[Object position labeling entries]
• • •
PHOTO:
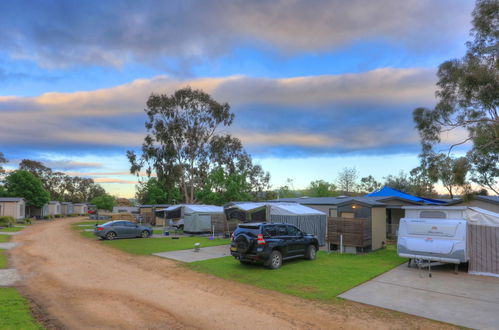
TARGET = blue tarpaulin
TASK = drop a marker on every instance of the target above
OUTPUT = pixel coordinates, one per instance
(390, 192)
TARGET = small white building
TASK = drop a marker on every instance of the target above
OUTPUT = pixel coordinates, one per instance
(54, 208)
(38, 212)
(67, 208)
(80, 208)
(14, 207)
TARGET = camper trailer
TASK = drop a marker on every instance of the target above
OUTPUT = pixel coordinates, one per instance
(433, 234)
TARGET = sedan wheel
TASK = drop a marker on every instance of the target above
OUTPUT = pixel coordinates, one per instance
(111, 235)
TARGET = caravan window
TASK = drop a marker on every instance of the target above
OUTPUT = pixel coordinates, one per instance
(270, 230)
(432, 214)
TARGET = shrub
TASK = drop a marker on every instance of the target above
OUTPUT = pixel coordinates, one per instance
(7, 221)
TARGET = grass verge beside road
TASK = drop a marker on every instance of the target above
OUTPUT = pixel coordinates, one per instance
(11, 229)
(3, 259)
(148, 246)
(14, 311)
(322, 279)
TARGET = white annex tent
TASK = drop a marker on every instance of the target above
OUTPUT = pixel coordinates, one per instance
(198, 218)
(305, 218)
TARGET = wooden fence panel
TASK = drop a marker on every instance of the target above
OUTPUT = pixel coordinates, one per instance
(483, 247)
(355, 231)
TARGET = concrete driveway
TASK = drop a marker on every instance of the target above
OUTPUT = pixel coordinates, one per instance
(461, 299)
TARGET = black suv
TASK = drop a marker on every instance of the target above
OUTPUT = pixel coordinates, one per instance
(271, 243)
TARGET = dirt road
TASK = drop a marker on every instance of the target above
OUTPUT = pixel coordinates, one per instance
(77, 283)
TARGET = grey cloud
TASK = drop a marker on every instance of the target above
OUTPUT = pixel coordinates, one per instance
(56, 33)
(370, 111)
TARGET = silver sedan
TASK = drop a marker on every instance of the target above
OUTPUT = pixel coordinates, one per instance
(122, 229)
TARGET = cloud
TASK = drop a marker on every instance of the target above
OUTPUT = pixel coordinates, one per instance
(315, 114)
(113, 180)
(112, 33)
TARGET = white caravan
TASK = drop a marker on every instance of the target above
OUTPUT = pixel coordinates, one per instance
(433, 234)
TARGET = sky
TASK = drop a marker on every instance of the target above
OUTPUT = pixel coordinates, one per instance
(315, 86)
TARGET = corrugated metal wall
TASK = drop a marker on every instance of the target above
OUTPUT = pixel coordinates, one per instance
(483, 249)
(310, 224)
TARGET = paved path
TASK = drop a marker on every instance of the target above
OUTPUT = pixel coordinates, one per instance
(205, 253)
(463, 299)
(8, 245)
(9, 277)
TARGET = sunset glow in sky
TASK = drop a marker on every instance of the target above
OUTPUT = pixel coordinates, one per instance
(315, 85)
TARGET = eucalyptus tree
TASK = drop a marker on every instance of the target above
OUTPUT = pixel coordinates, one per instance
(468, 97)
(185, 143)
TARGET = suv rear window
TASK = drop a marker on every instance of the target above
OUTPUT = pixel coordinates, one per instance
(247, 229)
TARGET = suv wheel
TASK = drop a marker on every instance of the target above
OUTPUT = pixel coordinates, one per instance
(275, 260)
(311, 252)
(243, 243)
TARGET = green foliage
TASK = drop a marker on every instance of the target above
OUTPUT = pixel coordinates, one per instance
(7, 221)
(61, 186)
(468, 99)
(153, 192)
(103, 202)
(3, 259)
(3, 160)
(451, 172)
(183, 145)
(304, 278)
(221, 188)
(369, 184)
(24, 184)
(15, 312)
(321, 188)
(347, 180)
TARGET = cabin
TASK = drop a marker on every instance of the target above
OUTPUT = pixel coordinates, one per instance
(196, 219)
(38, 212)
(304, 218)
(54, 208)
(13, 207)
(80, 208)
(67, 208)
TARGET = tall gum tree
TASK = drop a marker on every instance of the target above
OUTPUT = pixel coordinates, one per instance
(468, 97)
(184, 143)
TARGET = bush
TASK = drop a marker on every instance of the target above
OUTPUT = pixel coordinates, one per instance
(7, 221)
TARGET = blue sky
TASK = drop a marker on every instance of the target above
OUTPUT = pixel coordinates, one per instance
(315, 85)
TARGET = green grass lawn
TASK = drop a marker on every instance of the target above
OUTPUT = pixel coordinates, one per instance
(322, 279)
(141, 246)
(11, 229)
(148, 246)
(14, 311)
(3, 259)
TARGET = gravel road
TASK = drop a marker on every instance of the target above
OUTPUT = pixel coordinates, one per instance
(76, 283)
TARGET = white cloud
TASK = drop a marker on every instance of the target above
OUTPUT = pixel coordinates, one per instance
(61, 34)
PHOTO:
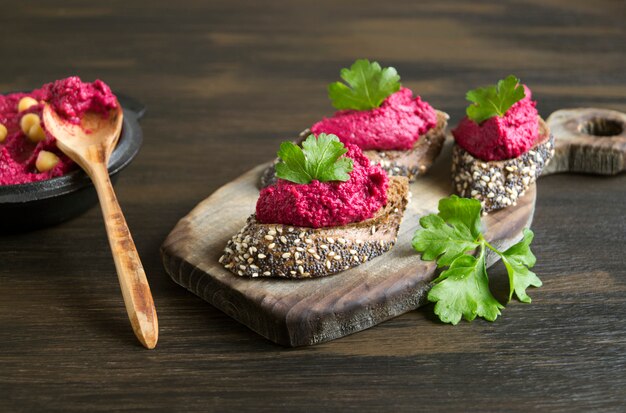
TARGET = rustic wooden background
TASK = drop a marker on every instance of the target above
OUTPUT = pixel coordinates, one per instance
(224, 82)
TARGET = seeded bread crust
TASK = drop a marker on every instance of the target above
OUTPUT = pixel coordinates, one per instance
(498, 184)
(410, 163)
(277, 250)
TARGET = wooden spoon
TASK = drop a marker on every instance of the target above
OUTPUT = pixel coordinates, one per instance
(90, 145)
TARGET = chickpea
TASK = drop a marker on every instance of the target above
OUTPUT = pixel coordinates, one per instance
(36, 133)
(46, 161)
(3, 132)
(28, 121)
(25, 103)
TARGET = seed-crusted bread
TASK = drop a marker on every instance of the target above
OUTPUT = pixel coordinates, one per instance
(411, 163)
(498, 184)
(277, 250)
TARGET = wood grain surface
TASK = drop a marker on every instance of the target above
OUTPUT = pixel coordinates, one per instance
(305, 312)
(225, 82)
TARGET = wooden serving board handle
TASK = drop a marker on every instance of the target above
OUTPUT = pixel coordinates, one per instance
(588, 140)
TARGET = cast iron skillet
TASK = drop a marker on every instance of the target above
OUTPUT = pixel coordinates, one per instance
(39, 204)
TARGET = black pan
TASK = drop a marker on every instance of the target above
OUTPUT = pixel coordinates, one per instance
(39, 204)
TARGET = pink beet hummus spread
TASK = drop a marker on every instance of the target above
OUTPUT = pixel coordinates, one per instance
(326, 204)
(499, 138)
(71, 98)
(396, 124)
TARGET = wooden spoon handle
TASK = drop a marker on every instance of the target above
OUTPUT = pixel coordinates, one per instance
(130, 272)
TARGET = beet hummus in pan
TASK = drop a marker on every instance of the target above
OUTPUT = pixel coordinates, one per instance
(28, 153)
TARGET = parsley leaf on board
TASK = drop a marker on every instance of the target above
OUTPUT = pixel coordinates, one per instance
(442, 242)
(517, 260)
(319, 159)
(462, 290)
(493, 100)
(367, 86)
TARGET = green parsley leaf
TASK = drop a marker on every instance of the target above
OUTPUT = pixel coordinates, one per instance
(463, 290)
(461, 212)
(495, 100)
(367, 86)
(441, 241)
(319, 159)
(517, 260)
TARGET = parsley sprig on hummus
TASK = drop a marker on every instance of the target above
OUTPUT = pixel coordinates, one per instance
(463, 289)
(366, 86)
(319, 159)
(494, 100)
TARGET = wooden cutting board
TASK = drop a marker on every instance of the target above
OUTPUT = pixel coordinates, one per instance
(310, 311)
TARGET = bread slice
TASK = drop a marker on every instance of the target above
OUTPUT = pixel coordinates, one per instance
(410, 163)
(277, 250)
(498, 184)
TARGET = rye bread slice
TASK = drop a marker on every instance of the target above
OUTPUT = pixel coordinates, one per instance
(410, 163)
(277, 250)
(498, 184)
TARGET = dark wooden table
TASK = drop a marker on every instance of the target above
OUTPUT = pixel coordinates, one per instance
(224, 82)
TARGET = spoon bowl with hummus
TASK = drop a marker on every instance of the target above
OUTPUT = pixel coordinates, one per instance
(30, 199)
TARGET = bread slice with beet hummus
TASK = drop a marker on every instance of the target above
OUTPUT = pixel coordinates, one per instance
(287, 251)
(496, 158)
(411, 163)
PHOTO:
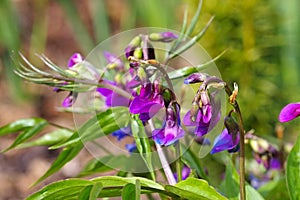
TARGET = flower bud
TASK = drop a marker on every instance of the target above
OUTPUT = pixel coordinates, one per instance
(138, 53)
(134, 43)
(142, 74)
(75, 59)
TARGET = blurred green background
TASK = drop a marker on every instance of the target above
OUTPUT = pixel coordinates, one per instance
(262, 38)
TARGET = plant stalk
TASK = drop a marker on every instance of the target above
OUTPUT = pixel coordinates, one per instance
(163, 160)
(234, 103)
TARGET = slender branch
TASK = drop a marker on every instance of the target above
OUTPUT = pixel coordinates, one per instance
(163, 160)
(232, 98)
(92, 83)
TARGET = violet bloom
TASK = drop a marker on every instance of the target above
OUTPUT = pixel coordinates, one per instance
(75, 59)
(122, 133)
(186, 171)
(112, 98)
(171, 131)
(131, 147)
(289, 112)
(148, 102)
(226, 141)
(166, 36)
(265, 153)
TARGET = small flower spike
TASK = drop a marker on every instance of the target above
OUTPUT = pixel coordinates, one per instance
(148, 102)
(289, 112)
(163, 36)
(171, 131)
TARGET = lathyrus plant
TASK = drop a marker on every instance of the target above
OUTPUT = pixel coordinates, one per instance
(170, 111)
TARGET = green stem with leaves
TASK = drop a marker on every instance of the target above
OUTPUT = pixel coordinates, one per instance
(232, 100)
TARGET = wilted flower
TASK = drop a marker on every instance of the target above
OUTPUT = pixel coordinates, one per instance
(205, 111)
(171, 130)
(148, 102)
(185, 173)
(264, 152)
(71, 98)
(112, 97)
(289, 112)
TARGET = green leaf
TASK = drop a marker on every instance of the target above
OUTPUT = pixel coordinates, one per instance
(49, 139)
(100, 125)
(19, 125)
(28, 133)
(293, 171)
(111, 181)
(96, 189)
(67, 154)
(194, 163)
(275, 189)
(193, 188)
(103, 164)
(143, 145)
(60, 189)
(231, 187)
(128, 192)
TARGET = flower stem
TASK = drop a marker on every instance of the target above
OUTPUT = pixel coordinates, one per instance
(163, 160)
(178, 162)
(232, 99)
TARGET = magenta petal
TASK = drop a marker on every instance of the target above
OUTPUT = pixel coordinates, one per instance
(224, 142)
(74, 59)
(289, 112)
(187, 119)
• • •
#### [GIVEN EXERCISE]
Lines from the one containing "TARGET = slender branch" through the final line are to be given again verbatim, with nothing before or after.

#### [COMPLETE RESPONSE]
TARGET = slender branch
TASK = drop a marker on every instance of the target above
OUTPUT = pixel coordinates, one per instance
(163, 160)
(232, 98)
(92, 83)
TARGET = violet bloom
TASK = drop a marker on every instance of the target above
OUTPUT = pixel coordinates, one per instance
(75, 59)
(122, 133)
(186, 171)
(112, 98)
(171, 131)
(131, 147)
(289, 112)
(148, 102)
(226, 141)
(166, 36)
(265, 153)
TARGET = small flower spike
TASK = drop a marker on every instance of the target above
OUTPUT = pixel coordinates, one per instance
(148, 102)
(289, 112)
(163, 36)
(171, 131)
TARGET = lathyrus plant
TASK = drop a marker on every instance of the target above
OUTPUT = pixel coordinates, one per instance
(170, 111)
TARGET = green stem with leaves
TASK = drop a marker on every instance of the target above
OUTPUT = pixel coordinates, one per instance
(232, 100)
TARGET = wilted flower
TASK = drop a marker on every instance of the target above
OUTPUT = pixel coordinates, one per instance
(205, 111)
(171, 130)
(148, 102)
(185, 173)
(264, 152)
(71, 98)
(112, 97)
(289, 112)
TARGET = green leaf
TASK = drop a marker on every instance of the target above
OUTPUT = pixel coordinates, one per instance
(49, 139)
(100, 125)
(19, 125)
(28, 133)
(293, 171)
(111, 181)
(96, 189)
(67, 154)
(194, 163)
(275, 189)
(193, 188)
(103, 164)
(143, 145)
(60, 189)
(231, 187)
(128, 192)
TARGET = flower stem
TASK = drop a marker on every instance of the target above
OUTPUT = pixel coordinates, one per instance
(163, 160)
(178, 162)
(232, 99)
TARGET = magenta petal
TASK = drop a marker on every instance of the target above
OUTPUT = pixel coordinates, one per instance
(224, 142)
(74, 59)
(289, 112)
(187, 119)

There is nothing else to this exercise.